======== Recorded data
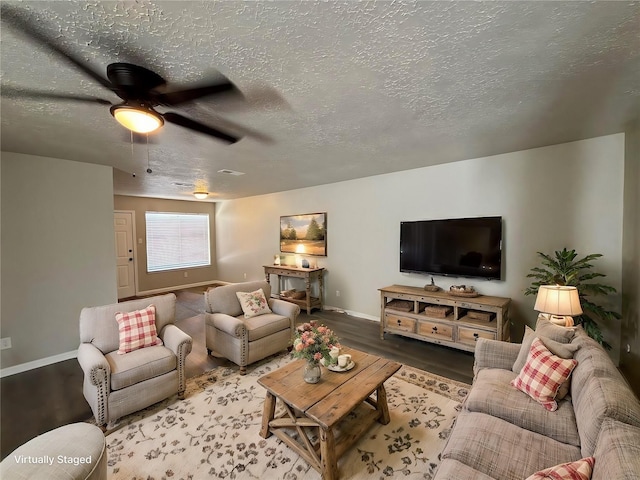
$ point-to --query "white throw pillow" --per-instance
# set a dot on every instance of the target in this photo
(253, 303)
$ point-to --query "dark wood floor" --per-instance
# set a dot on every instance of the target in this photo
(39, 400)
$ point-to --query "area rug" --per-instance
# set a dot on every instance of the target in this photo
(214, 432)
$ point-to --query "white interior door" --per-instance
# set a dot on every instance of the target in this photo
(125, 261)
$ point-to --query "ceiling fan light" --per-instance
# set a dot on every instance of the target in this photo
(201, 195)
(137, 119)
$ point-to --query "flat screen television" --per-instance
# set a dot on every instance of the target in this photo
(462, 247)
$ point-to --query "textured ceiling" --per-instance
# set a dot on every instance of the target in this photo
(334, 90)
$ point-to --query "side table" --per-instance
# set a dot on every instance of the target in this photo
(308, 274)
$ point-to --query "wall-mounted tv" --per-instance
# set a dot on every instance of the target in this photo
(462, 247)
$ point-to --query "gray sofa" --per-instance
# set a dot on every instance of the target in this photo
(503, 434)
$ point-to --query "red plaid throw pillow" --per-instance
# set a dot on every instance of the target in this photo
(579, 470)
(543, 374)
(137, 329)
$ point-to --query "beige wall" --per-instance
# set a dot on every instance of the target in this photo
(151, 282)
(630, 335)
(57, 252)
(567, 195)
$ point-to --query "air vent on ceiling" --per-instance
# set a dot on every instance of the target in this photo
(230, 172)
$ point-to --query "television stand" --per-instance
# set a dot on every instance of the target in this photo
(441, 318)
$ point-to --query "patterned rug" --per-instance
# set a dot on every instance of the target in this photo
(214, 432)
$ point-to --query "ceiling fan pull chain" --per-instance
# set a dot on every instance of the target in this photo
(131, 142)
(148, 161)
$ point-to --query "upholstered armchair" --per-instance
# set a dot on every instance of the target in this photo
(230, 334)
(117, 384)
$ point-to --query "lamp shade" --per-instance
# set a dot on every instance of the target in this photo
(558, 300)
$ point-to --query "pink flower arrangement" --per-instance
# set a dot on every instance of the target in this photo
(313, 342)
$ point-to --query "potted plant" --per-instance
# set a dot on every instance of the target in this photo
(564, 269)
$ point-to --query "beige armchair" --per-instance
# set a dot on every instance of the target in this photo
(247, 340)
(116, 385)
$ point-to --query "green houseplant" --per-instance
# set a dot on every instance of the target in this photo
(564, 269)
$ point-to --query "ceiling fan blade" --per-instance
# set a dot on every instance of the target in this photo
(181, 96)
(7, 91)
(18, 19)
(185, 122)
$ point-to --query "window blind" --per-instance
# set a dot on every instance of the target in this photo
(177, 240)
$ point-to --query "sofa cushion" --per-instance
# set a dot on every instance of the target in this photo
(450, 469)
(264, 325)
(544, 328)
(139, 365)
(502, 450)
(543, 374)
(578, 470)
(137, 329)
(617, 451)
(603, 397)
(492, 394)
(253, 303)
(593, 360)
(224, 300)
(562, 350)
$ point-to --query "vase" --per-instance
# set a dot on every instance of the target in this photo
(312, 372)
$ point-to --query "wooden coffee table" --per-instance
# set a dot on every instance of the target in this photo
(321, 408)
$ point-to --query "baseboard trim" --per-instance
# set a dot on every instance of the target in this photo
(180, 287)
(352, 313)
(43, 362)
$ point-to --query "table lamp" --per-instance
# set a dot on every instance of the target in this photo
(559, 302)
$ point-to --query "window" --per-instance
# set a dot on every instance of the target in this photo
(177, 240)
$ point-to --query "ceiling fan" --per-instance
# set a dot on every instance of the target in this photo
(140, 89)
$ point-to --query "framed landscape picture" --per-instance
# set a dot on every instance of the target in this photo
(305, 234)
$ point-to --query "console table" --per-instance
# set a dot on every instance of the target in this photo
(439, 317)
(308, 274)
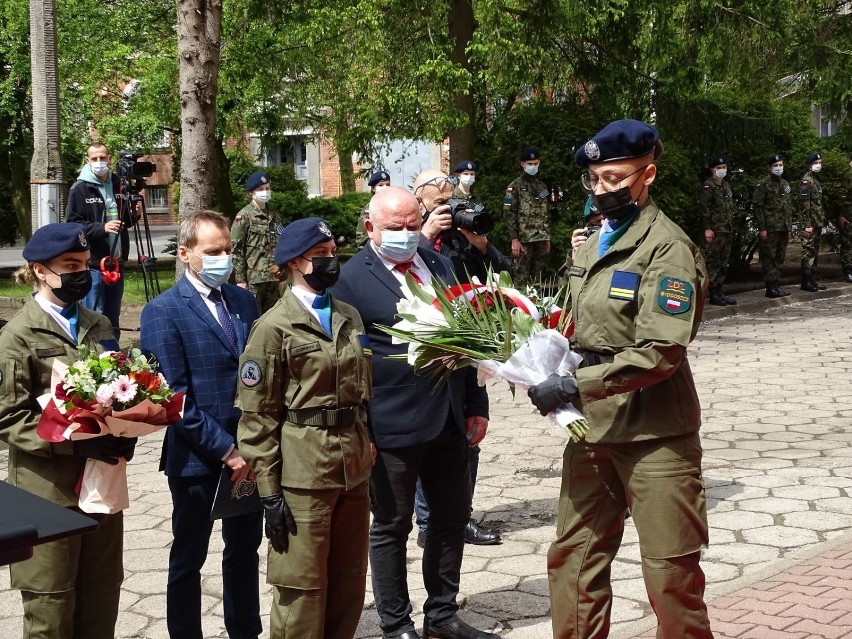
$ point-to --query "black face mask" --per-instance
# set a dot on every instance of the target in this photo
(325, 273)
(74, 287)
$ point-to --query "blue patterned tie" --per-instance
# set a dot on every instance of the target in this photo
(70, 313)
(224, 316)
(322, 305)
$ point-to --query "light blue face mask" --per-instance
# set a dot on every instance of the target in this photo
(399, 246)
(215, 269)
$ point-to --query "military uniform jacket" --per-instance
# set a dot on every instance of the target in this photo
(290, 363)
(29, 344)
(638, 307)
(717, 206)
(773, 209)
(255, 235)
(810, 202)
(526, 209)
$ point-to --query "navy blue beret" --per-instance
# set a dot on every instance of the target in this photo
(619, 140)
(52, 240)
(299, 236)
(256, 179)
(378, 176)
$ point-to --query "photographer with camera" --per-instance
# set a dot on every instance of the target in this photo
(105, 209)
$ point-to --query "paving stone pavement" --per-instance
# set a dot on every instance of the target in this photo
(775, 388)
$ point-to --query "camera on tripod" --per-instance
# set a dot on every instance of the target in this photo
(466, 217)
(132, 172)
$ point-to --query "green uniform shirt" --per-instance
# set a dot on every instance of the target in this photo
(716, 204)
(810, 202)
(29, 344)
(773, 209)
(255, 235)
(639, 306)
(297, 365)
(526, 209)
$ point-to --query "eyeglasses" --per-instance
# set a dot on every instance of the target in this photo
(611, 182)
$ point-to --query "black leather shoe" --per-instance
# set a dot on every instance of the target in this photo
(479, 536)
(455, 629)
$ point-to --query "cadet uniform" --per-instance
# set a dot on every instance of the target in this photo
(636, 308)
(528, 219)
(70, 587)
(773, 211)
(716, 205)
(813, 217)
(254, 234)
(303, 394)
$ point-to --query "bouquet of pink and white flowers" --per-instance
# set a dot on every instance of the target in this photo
(110, 393)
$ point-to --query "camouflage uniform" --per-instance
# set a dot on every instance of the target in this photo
(255, 234)
(717, 213)
(528, 218)
(813, 216)
(773, 211)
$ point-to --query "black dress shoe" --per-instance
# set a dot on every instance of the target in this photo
(455, 629)
(479, 536)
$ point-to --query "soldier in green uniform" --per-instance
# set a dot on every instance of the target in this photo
(637, 293)
(773, 212)
(526, 209)
(305, 377)
(254, 233)
(716, 205)
(813, 221)
(70, 587)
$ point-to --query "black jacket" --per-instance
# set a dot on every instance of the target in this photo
(86, 206)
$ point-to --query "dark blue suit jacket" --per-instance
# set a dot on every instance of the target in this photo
(405, 409)
(196, 355)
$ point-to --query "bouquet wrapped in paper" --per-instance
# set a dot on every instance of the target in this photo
(520, 338)
(109, 393)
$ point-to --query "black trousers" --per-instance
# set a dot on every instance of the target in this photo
(442, 466)
(192, 498)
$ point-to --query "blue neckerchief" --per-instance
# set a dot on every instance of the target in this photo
(612, 230)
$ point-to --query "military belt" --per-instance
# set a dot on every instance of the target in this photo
(324, 417)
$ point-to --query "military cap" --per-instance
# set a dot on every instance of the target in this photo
(619, 140)
(378, 176)
(299, 236)
(256, 180)
(55, 239)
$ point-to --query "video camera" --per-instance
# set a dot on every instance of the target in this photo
(468, 218)
(132, 172)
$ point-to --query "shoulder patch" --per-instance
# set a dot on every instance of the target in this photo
(674, 296)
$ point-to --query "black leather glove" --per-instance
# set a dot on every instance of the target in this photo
(554, 392)
(107, 448)
(279, 522)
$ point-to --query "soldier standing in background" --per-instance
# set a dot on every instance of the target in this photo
(526, 209)
(774, 216)
(813, 221)
(717, 214)
(255, 233)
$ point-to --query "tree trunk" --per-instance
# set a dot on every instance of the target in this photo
(461, 28)
(199, 24)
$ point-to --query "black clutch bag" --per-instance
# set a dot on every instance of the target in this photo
(234, 499)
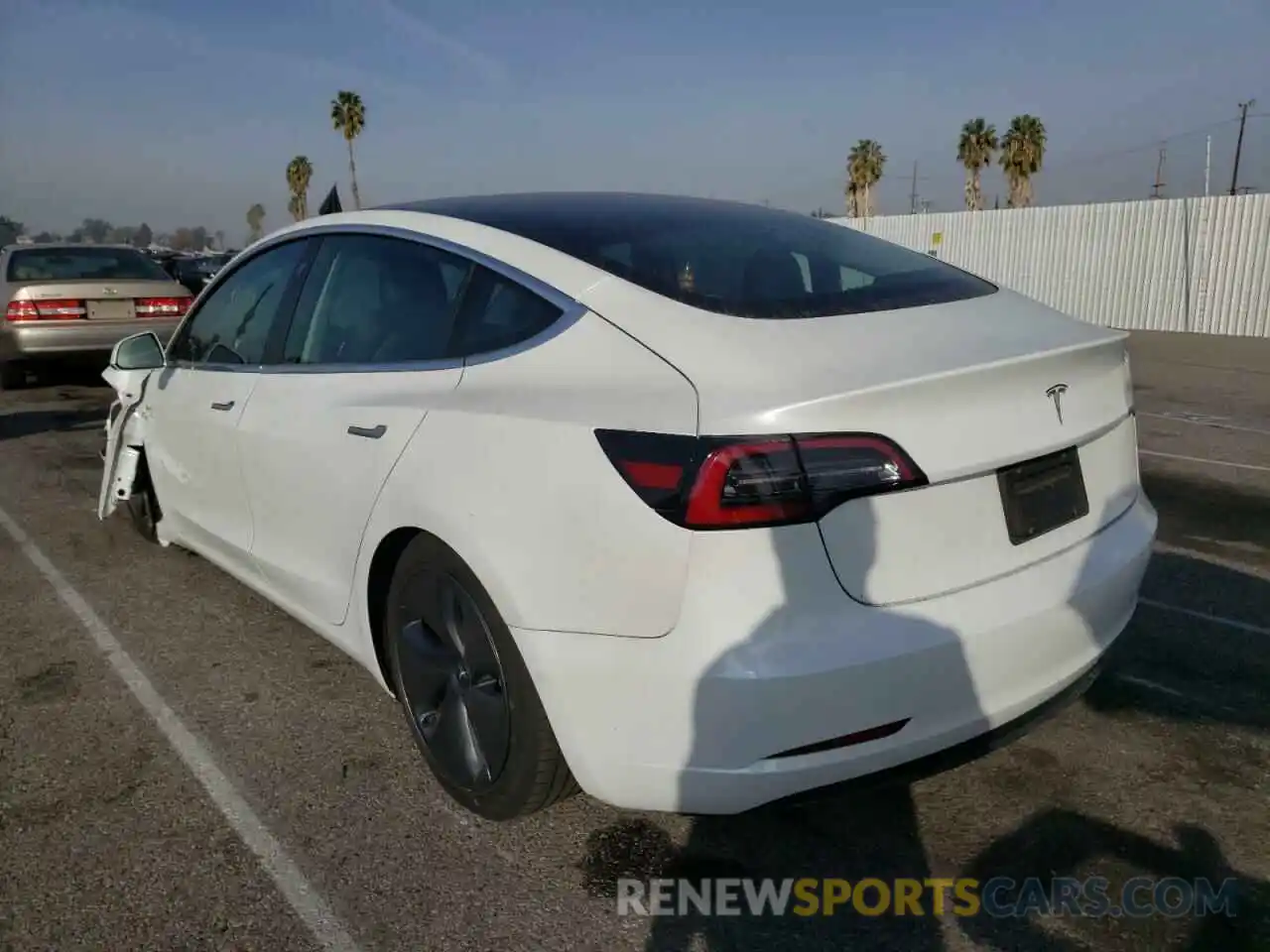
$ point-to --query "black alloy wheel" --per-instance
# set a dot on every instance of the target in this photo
(465, 689)
(452, 682)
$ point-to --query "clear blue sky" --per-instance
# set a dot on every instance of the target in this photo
(186, 113)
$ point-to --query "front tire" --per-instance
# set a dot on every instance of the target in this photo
(144, 506)
(466, 693)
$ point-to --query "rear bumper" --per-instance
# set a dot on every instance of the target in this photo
(42, 339)
(701, 720)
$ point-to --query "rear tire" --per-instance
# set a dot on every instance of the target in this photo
(467, 697)
(13, 376)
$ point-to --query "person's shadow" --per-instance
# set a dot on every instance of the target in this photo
(919, 671)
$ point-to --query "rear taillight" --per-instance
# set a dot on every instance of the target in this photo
(714, 483)
(59, 309)
(162, 306)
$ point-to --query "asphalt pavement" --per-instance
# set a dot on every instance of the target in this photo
(183, 767)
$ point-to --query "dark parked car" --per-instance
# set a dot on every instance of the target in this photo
(194, 273)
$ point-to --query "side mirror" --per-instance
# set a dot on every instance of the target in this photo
(141, 352)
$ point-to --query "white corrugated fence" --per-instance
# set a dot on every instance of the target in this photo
(1184, 264)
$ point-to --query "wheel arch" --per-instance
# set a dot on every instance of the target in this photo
(379, 578)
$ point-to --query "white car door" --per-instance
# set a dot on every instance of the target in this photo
(193, 405)
(363, 362)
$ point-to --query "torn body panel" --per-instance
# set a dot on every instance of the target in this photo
(125, 438)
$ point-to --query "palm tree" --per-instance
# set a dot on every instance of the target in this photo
(865, 166)
(300, 171)
(254, 221)
(852, 197)
(348, 117)
(1023, 150)
(974, 150)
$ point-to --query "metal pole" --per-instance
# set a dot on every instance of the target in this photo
(1238, 145)
(1207, 164)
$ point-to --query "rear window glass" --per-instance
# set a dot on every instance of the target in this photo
(82, 264)
(724, 257)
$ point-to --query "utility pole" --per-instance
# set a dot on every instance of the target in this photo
(1207, 163)
(1160, 169)
(1238, 145)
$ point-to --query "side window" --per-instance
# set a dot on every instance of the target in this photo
(234, 322)
(376, 299)
(508, 313)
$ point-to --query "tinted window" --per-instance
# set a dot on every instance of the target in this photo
(724, 257)
(376, 299)
(234, 322)
(82, 264)
(503, 313)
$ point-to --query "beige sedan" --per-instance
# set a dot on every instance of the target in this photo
(79, 299)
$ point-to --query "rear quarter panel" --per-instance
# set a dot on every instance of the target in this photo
(511, 476)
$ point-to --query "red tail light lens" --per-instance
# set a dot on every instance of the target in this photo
(734, 483)
(53, 309)
(162, 306)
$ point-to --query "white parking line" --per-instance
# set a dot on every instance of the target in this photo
(1213, 421)
(296, 890)
(1203, 460)
(1205, 616)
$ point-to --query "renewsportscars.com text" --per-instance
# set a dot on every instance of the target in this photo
(1001, 896)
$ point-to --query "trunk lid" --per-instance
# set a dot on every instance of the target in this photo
(103, 299)
(965, 389)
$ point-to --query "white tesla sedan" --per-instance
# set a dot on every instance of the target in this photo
(691, 504)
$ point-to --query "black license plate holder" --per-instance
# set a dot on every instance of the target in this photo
(1043, 494)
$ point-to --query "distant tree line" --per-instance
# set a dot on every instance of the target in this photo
(102, 232)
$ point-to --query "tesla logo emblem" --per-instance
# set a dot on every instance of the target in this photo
(1056, 394)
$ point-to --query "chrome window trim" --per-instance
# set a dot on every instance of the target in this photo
(572, 309)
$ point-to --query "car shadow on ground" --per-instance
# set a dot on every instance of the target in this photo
(869, 829)
(64, 398)
(28, 422)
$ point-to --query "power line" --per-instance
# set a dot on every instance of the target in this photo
(1157, 189)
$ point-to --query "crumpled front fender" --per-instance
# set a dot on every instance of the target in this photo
(125, 438)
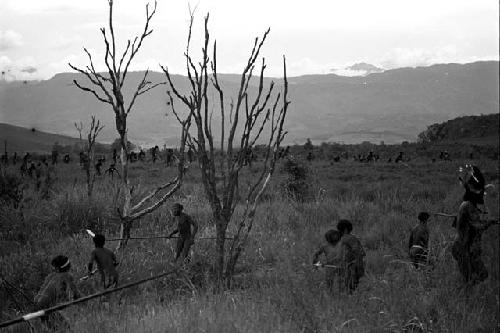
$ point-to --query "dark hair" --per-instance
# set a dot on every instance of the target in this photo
(99, 240)
(344, 226)
(61, 263)
(177, 206)
(332, 236)
(423, 216)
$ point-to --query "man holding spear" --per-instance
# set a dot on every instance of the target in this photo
(469, 224)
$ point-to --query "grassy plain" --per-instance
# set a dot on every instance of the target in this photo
(276, 289)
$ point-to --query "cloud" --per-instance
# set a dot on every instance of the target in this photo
(10, 39)
(19, 69)
(413, 57)
(29, 69)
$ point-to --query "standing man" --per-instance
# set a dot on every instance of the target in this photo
(467, 246)
(186, 235)
(419, 241)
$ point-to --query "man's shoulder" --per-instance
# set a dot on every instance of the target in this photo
(465, 205)
(350, 240)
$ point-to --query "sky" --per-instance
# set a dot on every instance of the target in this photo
(38, 38)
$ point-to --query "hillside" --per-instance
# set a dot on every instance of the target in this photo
(482, 129)
(20, 139)
(392, 106)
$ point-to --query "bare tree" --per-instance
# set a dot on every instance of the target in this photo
(107, 88)
(79, 128)
(251, 117)
(95, 129)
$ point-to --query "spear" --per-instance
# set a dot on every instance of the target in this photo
(319, 264)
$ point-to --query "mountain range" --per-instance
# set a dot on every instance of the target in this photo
(390, 106)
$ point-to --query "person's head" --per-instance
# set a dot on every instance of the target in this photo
(423, 217)
(99, 240)
(332, 236)
(177, 209)
(61, 263)
(344, 227)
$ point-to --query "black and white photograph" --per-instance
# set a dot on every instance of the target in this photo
(220, 166)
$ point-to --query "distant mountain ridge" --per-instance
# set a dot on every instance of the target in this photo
(484, 128)
(391, 106)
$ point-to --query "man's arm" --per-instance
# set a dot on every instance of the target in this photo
(113, 256)
(476, 221)
(72, 290)
(317, 254)
(91, 262)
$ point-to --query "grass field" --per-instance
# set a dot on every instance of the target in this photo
(276, 289)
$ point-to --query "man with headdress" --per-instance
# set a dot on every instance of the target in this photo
(467, 246)
(419, 241)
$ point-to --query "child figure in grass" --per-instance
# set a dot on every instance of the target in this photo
(353, 266)
(57, 287)
(333, 258)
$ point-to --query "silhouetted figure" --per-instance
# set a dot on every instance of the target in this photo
(106, 263)
(399, 158)
(186, 235)
(142, 155)
(26, 158)
(470, 225)
(419, 241)
(5, 158)
(169, 156)
(154, 153)
(98, 166)
(111, 170)
(31, 170)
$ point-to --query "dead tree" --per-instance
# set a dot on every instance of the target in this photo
(248, 119)
(108, 88)
(95, 129)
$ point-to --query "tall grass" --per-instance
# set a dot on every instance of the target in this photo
(276, 289)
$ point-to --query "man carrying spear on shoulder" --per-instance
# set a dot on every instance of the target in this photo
(469, 224)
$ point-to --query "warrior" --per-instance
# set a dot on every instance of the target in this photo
(186, 236)
(333, 258)
(111, 170)
(419, 241)
(106, 262)
(353, 256)
(469, 224)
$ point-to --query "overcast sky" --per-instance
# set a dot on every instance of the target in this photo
(39, 37)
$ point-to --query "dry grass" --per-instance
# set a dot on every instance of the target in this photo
(276, 290)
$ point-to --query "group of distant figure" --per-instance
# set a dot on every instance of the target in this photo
(344, 254)
(60, 285)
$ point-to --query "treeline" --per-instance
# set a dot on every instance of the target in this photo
(468, 127)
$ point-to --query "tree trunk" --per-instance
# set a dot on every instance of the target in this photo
(220, 226)
(125, 223)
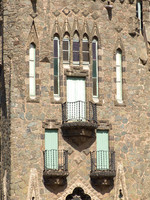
================
Search the entries above for the string "pole", and report each line where it occurs.

__Answer box__:
$ point-to --query "metal pole" --per-instance
$ point-to --query "utility pole" --per-instance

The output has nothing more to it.